#### [DIRECTIVE]
List every character from the play who is named in the passage about the New Orleans production of Beckett's play.

#### [PASSAGE]
————————
Earlier this month, the Classical Theatre of Harlem, together with Creative Time, a New York-based art collective, wrapped up a two-week run of Beckett’s most renowned work with a final production in the Gentilly neighborhood. The play’s organizers had to turn people away the weekend before, when Didi and Gogo did their waiting in the still-decimated Lower Ninth Ward.

Even though the play was mounted in two locations, Paul Chan, the artist behind the project, made sure that the whole city felt Godot’s presence (or rather, his absence). Creative Time is known for its “public art,” including the lights that shine up from the World Trade Center site every September 11. Chan wanted this project to have a public-art aspect, too. Across New Orleans, telephone poles bore simple signs with the first three lines of the play: “A country road. A tree. Evening.” Chan also snapped photos of actors and locals standing in front of destroyed buildings and damaged houses holding up his signs. “Any empty lot or street corner in New Orleans could serve as the setting for Godot,” Chan says. But for New Orleanians, the two nights the production spent in the Lower Ninth at the beginning of November were especially poignant.

Chan’s photos of that setting (reproduced above) are striking. Two trees bracket a lonely stretch of road that ends at a concrete levee. Tilted utility poles dot an otherwise-empty landscape. Meanwhile, elsewhere in the city the smell of sawdust and the whine of power saws are a constant distraction. The “other” New Orleans isn’t just rebuilding; much of it has been rebuilt. But in the Ninth Ward, behind Didi and Gogo, the only sign of recent construction is a high concrete wall that keeps the waters of the New Orleans Industrial Canal at bay.
————————
#### [GIVEN INFORMATION]

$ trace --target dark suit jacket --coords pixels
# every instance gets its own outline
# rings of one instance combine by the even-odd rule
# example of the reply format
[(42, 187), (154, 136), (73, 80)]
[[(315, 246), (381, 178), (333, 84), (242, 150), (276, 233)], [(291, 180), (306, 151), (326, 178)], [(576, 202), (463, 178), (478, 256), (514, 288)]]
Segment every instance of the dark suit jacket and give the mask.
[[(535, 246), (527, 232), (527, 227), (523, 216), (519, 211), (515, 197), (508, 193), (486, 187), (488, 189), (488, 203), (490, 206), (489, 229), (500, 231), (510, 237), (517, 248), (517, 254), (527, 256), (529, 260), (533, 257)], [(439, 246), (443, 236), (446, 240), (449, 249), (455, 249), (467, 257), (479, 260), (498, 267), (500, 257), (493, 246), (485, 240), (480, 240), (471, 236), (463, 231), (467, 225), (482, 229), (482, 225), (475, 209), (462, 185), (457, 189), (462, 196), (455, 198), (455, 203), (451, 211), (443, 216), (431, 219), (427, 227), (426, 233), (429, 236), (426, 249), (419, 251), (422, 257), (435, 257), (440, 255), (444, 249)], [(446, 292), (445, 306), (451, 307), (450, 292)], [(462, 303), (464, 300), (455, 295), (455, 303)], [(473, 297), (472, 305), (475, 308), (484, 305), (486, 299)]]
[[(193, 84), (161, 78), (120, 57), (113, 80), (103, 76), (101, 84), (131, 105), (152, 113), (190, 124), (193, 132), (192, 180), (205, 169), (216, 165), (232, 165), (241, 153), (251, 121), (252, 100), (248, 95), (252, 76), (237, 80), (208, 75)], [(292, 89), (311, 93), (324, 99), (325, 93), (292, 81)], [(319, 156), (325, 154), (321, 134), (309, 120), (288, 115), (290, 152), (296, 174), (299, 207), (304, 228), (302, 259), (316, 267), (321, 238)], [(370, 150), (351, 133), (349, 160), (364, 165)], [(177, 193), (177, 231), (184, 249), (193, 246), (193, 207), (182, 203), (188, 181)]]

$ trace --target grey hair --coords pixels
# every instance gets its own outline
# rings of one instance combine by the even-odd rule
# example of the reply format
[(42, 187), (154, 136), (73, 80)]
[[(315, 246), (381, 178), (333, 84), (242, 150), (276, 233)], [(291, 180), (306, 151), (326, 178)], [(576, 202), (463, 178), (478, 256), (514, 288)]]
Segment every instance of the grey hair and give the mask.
————————
#### [SOLUTION TO THIS PROBLEM]
Didi, Gogo, Godot